PROBLEM REQUIREMENTS ->
From the message about language identifiers, return the stretch from "OK, let's see." through "judge the matter.", copied word for word.

SOURCE EXTRACT ->
J"org Knappen wrote, continuing a discussion of SIL and proposals for a
standard for language identifiers:
>Just to cite one example: The whole treatment of german and its dialects is
>a complete mess and has not much to do with reality. (See dtv-Atlas der
>deutschen Sprache, Deutscher Taschenbuch-Verlag for details...).
OK, let's see. Ethnologue lists Standard German, Bavarian, Eastern Frisian,
Northern Frisian, Western Frisian, Plattdeutsch, Luxemburgian, Mennonite
German, Yiddish, Dutch/Flemish, and Romansch. I don't have the dtv-Atlas to
compare with it. To me, with my limited knowledge of German and Yiddish,
and my very distant acquaintance with Frisian and Dutch/Flemish, it all
looks plausible. I admit that I don't know enough to judge the matter.
>For better references I just want to mention
>a) The list of languages given in the appendix of the Cambridge encylopedia
>of language. This list employs a cut-off at 10 thousand speakers, except the
>language is of specific linguistic interest and contains about 1000
I took another look at my copy. This would make a good starting point,
although it has no script information and sidesteps the issues of dialects.
A standard that listed the top 1,000 languages would satisfy all commercial
requirements, and would be quite adequate while we thrashed out the next
step. In the long run we want the most complete listing possible, including
dead languages, in order to satisfy the needs of scholars.

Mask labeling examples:

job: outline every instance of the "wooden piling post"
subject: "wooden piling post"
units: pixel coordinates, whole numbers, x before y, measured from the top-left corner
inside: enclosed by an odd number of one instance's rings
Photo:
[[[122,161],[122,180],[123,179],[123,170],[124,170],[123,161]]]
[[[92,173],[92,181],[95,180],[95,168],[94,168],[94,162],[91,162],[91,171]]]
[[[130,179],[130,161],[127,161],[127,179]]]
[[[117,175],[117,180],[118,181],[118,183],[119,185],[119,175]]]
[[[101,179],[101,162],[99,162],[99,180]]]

COMPLETE RESPONSE ->
OK, let's see. Ethnologue lists Standard German, Bavarian, Eastern Frisian,
Northern Frisian, Western Frisian, Plattdeutsch, Luxemburgian, Mennonite
German, Yiddish, Dutch/Flemish, and Romansch. I don't have the dtv-Atlas to
compare with it. To me, with my limited knowledge of German and Yiddish,
and my very distant acquaintance with Frisian and Dutch/Flemish, it all
looks plausible. I admit that I don't know enough to judge the matter.